Records in a dataset:
***

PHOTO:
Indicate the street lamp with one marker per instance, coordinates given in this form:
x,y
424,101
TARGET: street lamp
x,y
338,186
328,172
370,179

***

* Objective
Express each line of the material as a string in a JSON list, one entry per line, omitting any blank lines.

* Answer for this exercise
[
  "PHOTO:",
  "Indicate the street lamp with one marker per instance, coordinates given in this form:",
  "x,y",
  "424,101",
  "TARGET: street lamp",
  "x,y",
  "338,186",
  "328,172",
  "370,179"
]